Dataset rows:

┄┄┄┄┄┄┄┄┄┄┄┄┄┄┄┄┄┄┄┄

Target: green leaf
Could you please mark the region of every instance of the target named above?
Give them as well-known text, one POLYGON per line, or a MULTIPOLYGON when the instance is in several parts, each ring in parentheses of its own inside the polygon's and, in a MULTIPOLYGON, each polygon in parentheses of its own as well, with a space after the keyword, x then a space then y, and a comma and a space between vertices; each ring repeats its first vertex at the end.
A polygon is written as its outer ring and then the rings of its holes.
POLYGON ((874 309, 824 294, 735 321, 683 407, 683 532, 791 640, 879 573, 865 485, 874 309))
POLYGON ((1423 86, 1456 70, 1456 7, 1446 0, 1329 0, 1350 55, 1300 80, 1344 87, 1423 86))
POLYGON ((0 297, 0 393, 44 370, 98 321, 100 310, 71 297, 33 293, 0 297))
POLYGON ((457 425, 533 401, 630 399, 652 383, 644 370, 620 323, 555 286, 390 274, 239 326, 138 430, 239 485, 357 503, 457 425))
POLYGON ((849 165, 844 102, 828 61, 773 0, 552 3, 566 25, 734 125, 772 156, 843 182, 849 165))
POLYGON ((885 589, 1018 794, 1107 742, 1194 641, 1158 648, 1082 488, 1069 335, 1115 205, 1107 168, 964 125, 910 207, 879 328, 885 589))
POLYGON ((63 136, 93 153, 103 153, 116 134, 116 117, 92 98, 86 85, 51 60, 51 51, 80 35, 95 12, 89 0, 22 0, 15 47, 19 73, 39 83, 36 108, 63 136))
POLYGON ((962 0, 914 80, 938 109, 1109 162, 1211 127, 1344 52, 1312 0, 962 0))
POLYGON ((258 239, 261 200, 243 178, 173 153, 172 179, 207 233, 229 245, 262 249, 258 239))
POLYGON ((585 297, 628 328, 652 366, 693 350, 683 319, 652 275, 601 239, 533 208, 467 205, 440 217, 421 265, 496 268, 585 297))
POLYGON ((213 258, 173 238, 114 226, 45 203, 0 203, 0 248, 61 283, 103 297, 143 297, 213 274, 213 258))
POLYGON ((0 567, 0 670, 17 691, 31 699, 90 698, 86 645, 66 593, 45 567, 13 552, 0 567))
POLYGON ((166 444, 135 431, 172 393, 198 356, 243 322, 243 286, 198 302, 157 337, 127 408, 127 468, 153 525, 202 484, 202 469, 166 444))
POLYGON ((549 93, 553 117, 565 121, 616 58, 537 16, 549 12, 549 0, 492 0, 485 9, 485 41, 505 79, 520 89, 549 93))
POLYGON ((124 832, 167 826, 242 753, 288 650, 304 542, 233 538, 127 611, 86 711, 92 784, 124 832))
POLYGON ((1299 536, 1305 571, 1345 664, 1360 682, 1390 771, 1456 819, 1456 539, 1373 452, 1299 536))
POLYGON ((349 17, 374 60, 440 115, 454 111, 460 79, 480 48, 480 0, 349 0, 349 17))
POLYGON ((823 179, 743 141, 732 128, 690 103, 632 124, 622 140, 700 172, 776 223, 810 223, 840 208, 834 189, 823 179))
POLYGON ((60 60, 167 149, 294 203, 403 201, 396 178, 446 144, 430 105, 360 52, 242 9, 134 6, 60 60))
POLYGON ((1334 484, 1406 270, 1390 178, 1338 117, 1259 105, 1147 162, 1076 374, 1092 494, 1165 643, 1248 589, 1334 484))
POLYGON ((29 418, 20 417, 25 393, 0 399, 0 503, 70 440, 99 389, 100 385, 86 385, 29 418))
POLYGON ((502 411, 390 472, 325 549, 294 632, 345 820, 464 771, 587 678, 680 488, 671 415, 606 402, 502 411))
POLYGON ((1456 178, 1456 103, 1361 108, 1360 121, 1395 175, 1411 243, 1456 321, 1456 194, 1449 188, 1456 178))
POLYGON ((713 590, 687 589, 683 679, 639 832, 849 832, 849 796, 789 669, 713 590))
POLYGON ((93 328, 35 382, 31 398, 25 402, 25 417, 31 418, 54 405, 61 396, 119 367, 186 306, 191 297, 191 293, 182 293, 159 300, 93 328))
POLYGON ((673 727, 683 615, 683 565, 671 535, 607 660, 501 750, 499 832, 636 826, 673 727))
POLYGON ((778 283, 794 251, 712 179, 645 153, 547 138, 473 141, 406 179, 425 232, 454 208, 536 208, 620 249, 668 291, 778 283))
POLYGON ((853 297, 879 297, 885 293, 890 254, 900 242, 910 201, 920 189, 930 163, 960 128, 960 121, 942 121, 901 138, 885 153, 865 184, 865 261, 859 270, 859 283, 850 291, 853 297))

┄┄┄┄┄┄┄┄┄┄┄┄┄┄┄┄┄┄┄┄

**EXERCISE PROMPT**
Retype all of the rows above, keeping every character and line break the same.

**OUTPUT OF THE TASK**
Target: green leaf
Could you please mark the region of every instance of the target named above?
Give them as well-known text, one POLYGON per line, or a MULTIPOLYGON when the instance is in several parts, each ring in parentheses of its own inside the polygon's and, in a MULTIPOLYGON, each polygon in parentheses of its own as well, with a space after the keyword, x then a space then y, and a comma and a space between vertices; each ring repeats its first vertex at the end.
A polygon is written as its outer ring and then the rings of its holes.
POLYGON ((874 309, 824 294, 735 321, 683 407, 683 532, 791 640, 879 573, 865 485, 874 309))
POLYGON ((1423 86, 1456 70, 1456 7, 1446 0, 1329 0, 1350 55, 1300 80, 1344 87, 1423 86))
POLYGON ((0 297, 0 393, 44 370, 98 321, 100 310, 71 297, 33 293, 0 297))
POLYGON ((457 425, 533 401, 630 399, 652 383, 644 370, 620 323, 555 286, 390 274, 239 326, 138 430, 239 485, 357 503, 457 425))
POLYGON ((849 165, 844 102, 828 61, 773 0, 552 3, 566 25, 734 125, 772 156, 843 182, 849 165))
POLYGON ((885 589, 1018 794, 1107 742, 1194 641, 1158 648, 1082 488, 1069 335, 1115 205, 1107 168, 964 125, 910 207, 879 328, 885 589))
POLYGON ((63 136, 93 153, 103 153, 116 134, 116 117, 92 98, 86 85, 51 60, 51 51, 80 35, 95 12, 89 0, 22 0, 15 47, 19 73, 39 83, 36 108, 63 136))
POLYGON ((962 0, 914 80, 938 109, 1109 162, 1211 127, 1344 52, 1312 0, 962 0))
POLYGON ((258 239, 261 200, 243 178, 173 153, 172 179, 207 233, 229 245, 262 249, 258 239))
POLYGON ((585 297, 628 328, 652 366, 693 350, 683 319, 652 275, 601 239, 533 208, 467 205, 440 217, 421 265, 496 268, 585 297))
POLYGON ((213 258, 173 238, 114 226, 45 203, 0 203, 0 248, 61 283, 103 297, 143 297, 213 274, 213 258))
POLYGON ((0 567, 0 670, 17 691, 31 699, 90 698, 86 645, 66 593, 45 567, 13 552, 0 567))
POLYGON ((166 444, 135 431, 172 393, 198 356, 243 322, 243 286, 198 302, 157 337, 127 408, 127 468, 153 525, 202 484, 202 469, 166 444))
POLYGON ((549 93, 553 117, 565 121, 616 58, 537 16, 549 12, 549 0, 492 0, 485 9, 485 41, 505 79, 520 89, 549 93))
POLYGON ((124 832, 167 826, 242 753, 288 650, 304 542, 233 538, 127 611, 86 711, 92 784, 124 832))
POLYGON ((1299 536, 1305 571, 1345 664, 1360 682, 1390 771, 1456 819, 1456 539, 1373 452, 1299 536))
POLYGON ((349 17, 374 60, 440 115, 454 111, 460 79, 480 48, 480 0, 349 0, 349 17))
POLYGON ((823 179, 743 141, 732 128, 690 103, 632 124, 622 140, 700 172, 776 223, 810 223, 840 208, 834 189, 823 179))
POLYGON ((60 60, 167 149, 294 203, 403 201, 396 178, 446 144, 430 105, 360 52, 242 9, 134 6, 60 60))
POLYGON ((1334 484, 1406 270, 1390 178, 1338 117, 1259 105, 1147 162, 1076 374, 1092 494, 1165 643, 1248 589, 1334 484))
POLYGON ((29 418, 20 417, 25 393, 0 399, 0 503, 70 440, 99 389, 100 385, 86 385, 29 418))
POLYGON ((502 411, 390 472, 325 549, 294 632, 345 820, 464 771, 587 678, 680 488, 671 415, 606 402, 502 411))
POLYGON ((1456 178, 1456 103, 1361 108, 1360 121, 1395 175, 1411 243, 1456 321, 1456 194, 1449 188, 1456 178))
POLYGON ((713 590, 687 589, 683 679, 639 832, 849 832, 849 796, 789 669, 713 590))
POLYGON ((93 328, 35 382, 31 398, 25 402, 25 417, 31 418, 54 405, 61 396, 119 367, 186 306, 191 297, 191 293, 182 293, 159 300, 93 328))
POLYGON ((673 727, 683 615, 683 565, 671 535, 607 660, 501 750, 499 832, 636 826, 673 727))
POLYGON ((778 283, 794 251, 712 179, 645 153, 547 138, 473 141, 406 179, 425 232, 454 208, 536 208, 620 249, 668 291, 778 283))
POLYGON ((853 297, 879 297, 885 293, 890 254, 900 242, 910 201, 920 189, 930 163, 960 128, 960 121, 942 121, 901 138, 885 153, 865 184, 865 261, 859 270, 859 283, 850 291, 853 297))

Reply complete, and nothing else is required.